__Activity list__.
1 – Reproduce the portion of the Koikawa Harumachi profile that begins at the words "A drawing by" and stops after the words "was Koikawa Harumachi.".
2 – According to the Koikawa Harumachi profile, under whom did Koikawa study painting in his free time?

__Exercise passage__.
- - - -

The Salad Bowl. Vol. VI, No. 1. Jan. 1998. p. 1 - 4. (Shizuoka Profiles)

A drawing by Koikawa Harumachi, c. 1775

Koikawa Harumachi

During the mid-Tokugawa era when Japan was at relative peace, many samurai strove to sharpen their literary talents as well as fighting skills. One individual who excelled as a ukiyoe teacher, author of many satirical works, and creator of an entirely new art form known as kibyoushi was Koikawa Harumachi.

Born in Shizuoka in 1744 as the second son of a samurai from the Kishu domain, little is known about Koikawa's youth. It is believed he lived in the Kojima district of Shizuoka with the Kurahashi family, who were vassal retainers for the powerful Matsudaira family.

In 1767 Koikawa was adopted by Kurahashi Katsumasa, a wealthy samurai. Soon after this he moved to a suburb of Tokyo. Koikawa worked as a guard for the Matsudaira family and in his free time studied painting under Katsukawa Haruaki.

- - - -

__Material shown__.
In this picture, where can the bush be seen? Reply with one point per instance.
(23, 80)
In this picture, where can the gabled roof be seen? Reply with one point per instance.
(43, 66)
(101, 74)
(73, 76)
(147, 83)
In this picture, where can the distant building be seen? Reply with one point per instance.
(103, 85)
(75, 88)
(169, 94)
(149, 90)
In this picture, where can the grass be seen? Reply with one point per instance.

- - - -

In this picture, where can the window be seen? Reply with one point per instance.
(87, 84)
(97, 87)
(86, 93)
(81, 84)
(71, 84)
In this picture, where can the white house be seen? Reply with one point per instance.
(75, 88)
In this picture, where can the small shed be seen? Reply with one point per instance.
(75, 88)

- - - -

__Solved tasks__.
1 –
A drawing by Koikawa Harumachi, c. 1775

Koikawa Harumachi

During the mid-Tokugawa era when Japan was at relative peace, many samurai strove to sharpen their literary talents as well as fighting skills. One individual who excelled as a ukiyoe teacher, author of many satirical works, and creator of an entirely new art form known as kibyoushi was Koikawa Harumachi.

2 – Katsukawa Haruaki